---- Document extract
Re: [PATCH -V8 02/10] mm/numa: automatically generate node migration order

From: Dave Hansen
Date: Tue Jun 22 2021 - 08:07:04 EST


Yan, your reply came through in HTML. It doesn't bother me too much,
but you'll find your replies dropped by LKML and other mailing lists
if you do this.

On 6/21/21 7:50 AM, Zi Yan wrote:
> Is there a plan of allowing user to change where the migration path
> starts? Or maybe one step further providing an interface to allow
> user to specify the demotion path. Something like
> /sys/devices/system/node/node*/node_demotion.

We actually had this in an earlier series. I pulled it out because we
don't really *need* this ABI at the moment. But, I totally agree that
it would be handy for many things, including any non-obvious topology
where the built-in ordering isn't optimal.

> I don't think that's necessary at least for now. Do you know any
> real world use case for this?
>
> In our P9+volta system, GPU memory is exposed as a NUMA node. For
> the GPU workloads with data size greater than GPU memory size, it
> will be very helpful to allow pages in GPU memory to be
> migrated/demoted to CPU memory. With your current assumption, GPU
> memory -> CPU memory demotion seems not possible, right? This
> should also apply to any system with a device memory exposed as a
> NUMA node and workloads running on the device and using CPU memory
> as a lower tier memory than the device memory.

Yes, with the current ordering, CPU memory would be demoted to the
GPU, not the other way around. The right way to fix this (on ACPI
platforms at least) is probably to use the HMAT table and build the
demotion based on any memory targets rather than just CPUs.

That would be a great future enhancement to all of this. But, because
not all systems have HMATs, we also need something more basic, which
is what is in this series.
--------
---- Dataset rows
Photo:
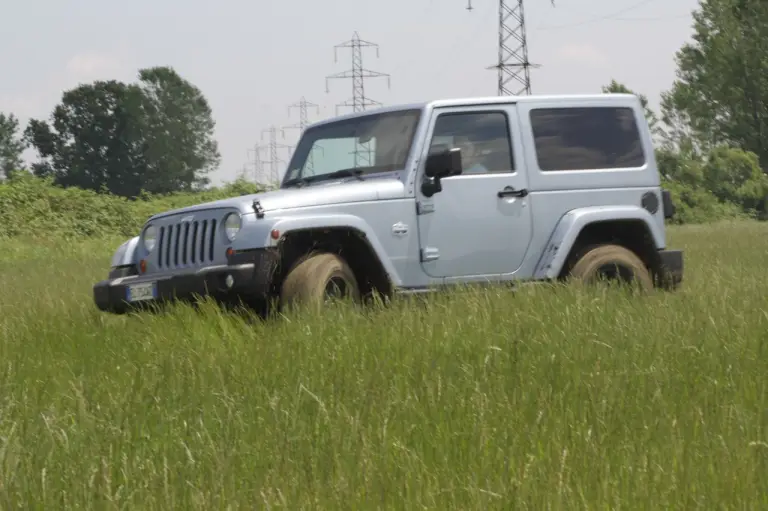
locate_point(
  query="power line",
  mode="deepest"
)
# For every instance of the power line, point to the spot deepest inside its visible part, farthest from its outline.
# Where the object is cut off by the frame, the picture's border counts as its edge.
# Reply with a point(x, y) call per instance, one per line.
point(358, 74)
point(303, 105)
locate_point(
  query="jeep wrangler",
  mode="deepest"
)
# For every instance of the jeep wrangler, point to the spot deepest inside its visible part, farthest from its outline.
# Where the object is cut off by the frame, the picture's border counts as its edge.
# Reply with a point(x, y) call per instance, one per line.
point(412, 198)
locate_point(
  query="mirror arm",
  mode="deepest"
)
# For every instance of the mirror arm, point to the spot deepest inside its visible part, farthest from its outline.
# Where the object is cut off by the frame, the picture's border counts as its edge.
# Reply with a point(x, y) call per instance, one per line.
point(431, 186)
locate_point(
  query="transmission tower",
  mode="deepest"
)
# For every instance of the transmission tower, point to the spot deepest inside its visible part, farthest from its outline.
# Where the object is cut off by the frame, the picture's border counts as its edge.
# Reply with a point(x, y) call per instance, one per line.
point(303, 105)
point(274, 158)
point(513, 65)
point(358, 74)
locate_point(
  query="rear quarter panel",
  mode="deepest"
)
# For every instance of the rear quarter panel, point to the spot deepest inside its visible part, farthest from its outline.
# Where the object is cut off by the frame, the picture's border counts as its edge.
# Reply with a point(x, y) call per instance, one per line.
point(554, 193)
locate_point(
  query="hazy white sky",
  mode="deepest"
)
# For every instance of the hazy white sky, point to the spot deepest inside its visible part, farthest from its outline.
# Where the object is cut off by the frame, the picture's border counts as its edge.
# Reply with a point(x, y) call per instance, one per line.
point(253, 58)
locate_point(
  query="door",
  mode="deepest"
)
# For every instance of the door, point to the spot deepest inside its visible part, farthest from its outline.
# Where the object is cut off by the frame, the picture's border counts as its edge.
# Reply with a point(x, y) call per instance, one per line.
point(479, 225)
--------
» **Aim of the task**:
In the reply on the NUMA migration patch, write out the passage starting at "Yan, your reply" and ending at "you do this.", putting "discussion lists" wherever "mailing lists" appears.

» **Solution**:
Yan, your reply came through in HTML. It doesn't bother me too much,
but you'll find your replies dropped by LKML and other discussion lists
if you do this.